Convert every line of the material below into a JSON list of strings, with one string per line and blank lines omitted.

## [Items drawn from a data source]
┌────────
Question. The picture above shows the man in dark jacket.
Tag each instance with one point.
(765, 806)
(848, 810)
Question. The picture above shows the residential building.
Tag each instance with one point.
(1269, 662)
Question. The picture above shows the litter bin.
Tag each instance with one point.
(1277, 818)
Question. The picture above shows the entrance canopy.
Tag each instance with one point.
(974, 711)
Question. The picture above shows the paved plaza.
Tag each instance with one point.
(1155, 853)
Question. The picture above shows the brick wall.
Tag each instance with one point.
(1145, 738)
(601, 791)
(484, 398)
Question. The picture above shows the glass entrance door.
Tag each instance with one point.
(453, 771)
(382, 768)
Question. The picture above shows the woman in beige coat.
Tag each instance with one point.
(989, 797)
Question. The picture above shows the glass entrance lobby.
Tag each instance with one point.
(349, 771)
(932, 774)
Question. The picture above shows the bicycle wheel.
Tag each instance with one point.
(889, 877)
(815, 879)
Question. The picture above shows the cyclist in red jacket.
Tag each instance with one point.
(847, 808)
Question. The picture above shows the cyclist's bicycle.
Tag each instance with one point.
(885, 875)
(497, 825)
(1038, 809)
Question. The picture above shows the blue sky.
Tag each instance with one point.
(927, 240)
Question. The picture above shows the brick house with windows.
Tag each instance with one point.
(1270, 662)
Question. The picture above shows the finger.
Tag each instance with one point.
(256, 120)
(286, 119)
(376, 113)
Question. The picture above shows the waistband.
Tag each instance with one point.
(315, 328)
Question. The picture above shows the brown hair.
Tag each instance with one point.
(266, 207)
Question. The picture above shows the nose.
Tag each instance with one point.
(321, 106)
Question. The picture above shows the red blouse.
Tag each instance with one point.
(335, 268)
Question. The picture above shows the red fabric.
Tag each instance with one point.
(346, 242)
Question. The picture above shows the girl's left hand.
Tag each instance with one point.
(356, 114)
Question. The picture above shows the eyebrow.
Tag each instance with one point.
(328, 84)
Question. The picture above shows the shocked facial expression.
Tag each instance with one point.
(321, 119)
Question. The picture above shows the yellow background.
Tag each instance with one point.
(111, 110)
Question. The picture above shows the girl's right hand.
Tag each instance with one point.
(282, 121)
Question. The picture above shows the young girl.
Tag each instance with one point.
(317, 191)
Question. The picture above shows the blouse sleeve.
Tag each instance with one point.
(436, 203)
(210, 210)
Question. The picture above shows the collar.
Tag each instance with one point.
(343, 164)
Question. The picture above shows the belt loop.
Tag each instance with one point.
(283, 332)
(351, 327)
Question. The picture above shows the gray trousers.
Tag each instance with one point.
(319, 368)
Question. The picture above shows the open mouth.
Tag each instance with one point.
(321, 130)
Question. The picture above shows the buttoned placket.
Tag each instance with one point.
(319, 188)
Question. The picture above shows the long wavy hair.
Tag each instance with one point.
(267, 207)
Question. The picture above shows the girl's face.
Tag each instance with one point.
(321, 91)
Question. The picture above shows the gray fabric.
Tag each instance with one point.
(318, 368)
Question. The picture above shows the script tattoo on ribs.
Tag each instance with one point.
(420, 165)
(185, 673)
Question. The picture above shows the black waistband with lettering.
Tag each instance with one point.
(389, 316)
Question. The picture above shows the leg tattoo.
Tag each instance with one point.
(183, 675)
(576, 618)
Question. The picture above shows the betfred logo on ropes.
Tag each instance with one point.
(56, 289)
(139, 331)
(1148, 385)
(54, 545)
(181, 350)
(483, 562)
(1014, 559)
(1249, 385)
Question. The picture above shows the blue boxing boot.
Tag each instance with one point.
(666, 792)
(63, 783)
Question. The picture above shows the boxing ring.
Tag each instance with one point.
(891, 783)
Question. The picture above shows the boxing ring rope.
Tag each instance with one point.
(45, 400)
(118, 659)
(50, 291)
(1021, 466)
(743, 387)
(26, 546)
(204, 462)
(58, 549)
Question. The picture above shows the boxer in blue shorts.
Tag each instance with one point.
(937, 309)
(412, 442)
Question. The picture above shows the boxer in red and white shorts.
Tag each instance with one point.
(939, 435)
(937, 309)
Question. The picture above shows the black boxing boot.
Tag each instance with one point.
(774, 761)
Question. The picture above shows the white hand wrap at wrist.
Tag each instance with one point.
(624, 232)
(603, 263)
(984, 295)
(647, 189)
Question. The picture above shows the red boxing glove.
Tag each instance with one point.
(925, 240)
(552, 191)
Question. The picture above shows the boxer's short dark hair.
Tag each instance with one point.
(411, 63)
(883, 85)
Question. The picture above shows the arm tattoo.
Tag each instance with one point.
└────────
## [Answer to this exercise]
[
  "Question. The picture above shows the man in dark jacket.",
  "Tag each instance with one point.",
  "(765, 806)",
  "(848, 810)",
  "Question. The picture above shows the residential building.",
  "Tag each instance with one point.",
  "(1269, 662)",
  "Question. The picture above shows the litter bin.",
  "Tag each instance with one point.",
  "(1277, 818)",
  "Question. The picture above shows the entrance canopy.",
  "Tag each instance with one point.",
  "(974, 711)",
  "Question. The picture above shows the paved plaza.",
  "Tag each instance with one point.",
  "(1155, 853)",
  "Question. The picture above shows the brick wall.",
  "Tag each instance with one point.",
  "(1145, 738)",
  "(601, 791)",
  "(484, 398)",
  "Question. The picture above shows the glass entrance door.",
  "Tag each instance with one point.",
  "(453, 771)",
  "(382, 768)",
  "Question. The picture above shows the woman in beige coat.",
  "Tag each instance with one point.",
  "(989, 797)",
  "Question. The picture above shows the glass entrance lobby.",
  "Tag each instance with one point.",
  "(349, 771)",
  "(932, 774)",
  "Question. The picture above shows the bicycle wheel.",
  "Tag each instance with one point.",
  "(889, 877)",
  "(815, 879)",
  "Question. The picture above shows the cyclist in red jacket.",
  "Tag each instance with one point.",
  "(847, 808)",
  "Question. The picture above shows the cyclist's bicycle.",
  "Tag each instance with one point.",
  "(885, 875)",
  "(497, 825)",
  "(1038, 809)",
  "Question. The picture above shows the blue sky.",
  "Tag each instance with one point.",
  "(927, 240)",
  "Question. The picture above shows the brick house with windows.",
  "Tag each instance with one point.",
  "(1270, 662)",
  "Question. The picture above shows the finger.",
  "Tag each instance with one point.",
  "(256, 120)",
  "(286, 119)",
  "(376, 113)",
  "Question. The picture above shows the waistband.",
  "Tag each instance with one point.",
  "(315, 328)",
  "Question. The picture above shows the brown hair.",
  "Tag each instance with one point.",
  "(266, 207)",
  "Question. The picture above shows the nose.",
  "Tag each instance with one point.",
  "(321, 106)",
  "Question. The picture above shows the red blouse.",
  "Tag each instance with one point.",
  "(335, 268)",
  "Question. The picture above shows the red fabric.",
  "Tag each instance with one point.",
  "(346, 242)",
  "Question. The picture above shows the girl's left hand.",
  "Tag each instance with one point.",
  "(356, 114)",
  "Question. The picture above shows the eyebrow.",
  "Tag each instance with one point.",
  "(328, 84)",
  "Question. The picture above shows the shocked facial expression.",
  "Tag each instance with one point.",
  "(321, 119)",
  "Question. The picture above shows the yellow background.",
  "Tag each instance with one point.",
  "(111, 110)",
  "Question. The picture above shows the girl's right hand.",
  "Tag each instance with one point.",
  "(282, 121)",
  "Question. The picture above shows the young girl.",
  "Tag each instance with one point.",
  "(317, 191)",
  "Question. The picture above shows the blouse sleeve.",
  "Tag each instance with one point.",
  "(436, 203)",
  "(210, 210)",
  "Question. The picture above shows the collar.",
  "Tag each instance with one point.",
  "(343, 164)",
  "Question. The picture above shows the belt loop.",
  "Tag each instance with one point.",
  "(283, 332)",
  "(351, 327)",
  "Question. The picture above shows the gray trousers.",
  "Tag each instance with one point.",
  "(319, 368)",
  "Question. The picture above shows the open mouth.",
  "Tag each instance with one point.",
  "(321, 130)",
  "Question. The picture above shows the buttoned placket.",
  "Tag each instance with one point.",
  "(319, 188)",
  "Question. The picture above shows the long wavy hair.",
  "Tag each instance with one point.",
  "(267, 207)",
  "Question. The picture above shows the girl's face.",
  "Tag each instance with one point.",
  "(321, 91)",
  "Question. The picture above shows the gray fabric.",
  "Tag each instance with one point.",
  "(318, 368)",
  "Question. The picture above shows the script tattoo on ribs.",
  "Tag each instance with one point.",
  "(420, 165)",
  "(185, 673)",
  "Question. The picture above shows the black waistband with lettering.",
  "Tag each instance with one point.",
  "(389, 316)",
  "Question. The picture above shows the leg tattoo.",
  "Tag each instance with one point.",
  "(183, 675)",
  "(576, 618)",
  "Question. The picture above shows the betfred logo on ropes.",
  "Tag each instance with one point.",
  "(56, 289)",
  "(139, 331)",
  "(1148, 385)",
  "(54, 545)",
  "(181, 350)",
  "(483, 562)",
  "(1014, 559)",
  "(1249, 385)",
  "Question. The picture above shows the blue boxing boot.",
  "Tag each instance with one point.",
  "(666, 792)",
  "(63, 783)",
  "Question. The picture above shows the boxing ring.",
  "Tag each instance with one point.",
  "(891, 783)",
  "Question. The picture above shows the boxing ring rope.",
  "Tag each instance with one point.",
  "(45, 400)",
  "(118, 659)",
  "(50, 291)",
  "(1021, 466)",
  "(743, 387)",
  "(26, 546)",
  "(204, 462)",
  "(58, 549)",
  "Question. The picture above shows the boxer in blue shorts.",
  "Tag each instance with one point.",
  "(937, 309)",
  "(412, 442)",
  "Question. The picture above shows the boxer in red and white shorts.",
  "Tag each instance with one point.",
  "(939, 435)",
  "(937, 309)",
  "Question. The picture above shows the black boxing boot.",
  "Tag each instance with one point.",
  "(774, 761)",
  "Question. The picture above shows the white hand wrap at wrist.",
  "Tag each instance with one point.",
  "(624, 232)",
  "(603, 263)",
  "(984, 295)",
  "(647, 189)",
  "Question. The picture above shows the red boxing glove.",
  "Tag each instance with one point.",
  "(925, 240)",
  "(552, 191)",
  "Question. The picture above shows the boxer's short dark hair.",
  "Tag each instance with one point.",
  "(411, 63)",
  "(883, 85)",
  "Question. The picture above shows the arm tattoo.",
  "Tag each instance with one point."
]